Dataset entries:

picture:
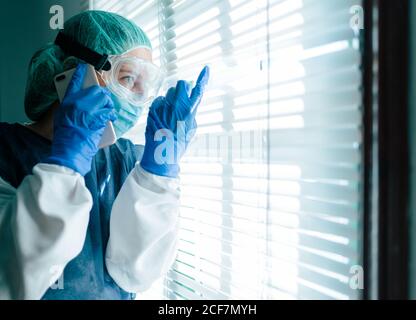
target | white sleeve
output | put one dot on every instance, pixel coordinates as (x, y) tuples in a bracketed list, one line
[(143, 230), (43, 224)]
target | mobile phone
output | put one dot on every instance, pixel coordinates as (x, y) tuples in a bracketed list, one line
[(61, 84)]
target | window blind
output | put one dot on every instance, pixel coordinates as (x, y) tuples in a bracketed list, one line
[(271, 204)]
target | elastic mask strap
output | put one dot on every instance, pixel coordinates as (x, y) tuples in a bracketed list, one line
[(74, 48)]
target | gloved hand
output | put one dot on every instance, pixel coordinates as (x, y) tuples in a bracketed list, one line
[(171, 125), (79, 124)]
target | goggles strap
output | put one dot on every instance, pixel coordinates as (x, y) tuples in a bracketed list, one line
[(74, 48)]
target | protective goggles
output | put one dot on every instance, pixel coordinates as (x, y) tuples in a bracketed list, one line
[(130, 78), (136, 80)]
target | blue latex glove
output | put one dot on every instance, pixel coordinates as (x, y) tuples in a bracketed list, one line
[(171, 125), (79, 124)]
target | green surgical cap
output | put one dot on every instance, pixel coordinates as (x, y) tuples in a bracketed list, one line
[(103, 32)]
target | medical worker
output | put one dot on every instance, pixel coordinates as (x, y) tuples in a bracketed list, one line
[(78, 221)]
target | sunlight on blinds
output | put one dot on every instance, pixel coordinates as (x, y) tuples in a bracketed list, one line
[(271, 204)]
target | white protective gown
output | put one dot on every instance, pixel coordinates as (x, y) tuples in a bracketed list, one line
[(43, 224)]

§ **Exercise**
Write out, from the lines above, only those from the line with "target | protective goggles" to the line with "target | medical worker", exactly as given, including the first and the last.

§ **Your response**
target | protective goggles
output | put one dot on every instance, pixel coordinates as (x, y) tuples in a bracketed list, one line
[(130, 78), (136, 80)]
target | blue latex glove
output | put one dot on every instance, pixel coordinates as (x, y) tuples in a bracketed list, one line
[(171, 125), (79, 124)]
target | green surgical cap
output | put one dot on every instance, pixel coordinates as (x, y) tuples in a bracketed list, one line
[(103, 32)]
target | medical worker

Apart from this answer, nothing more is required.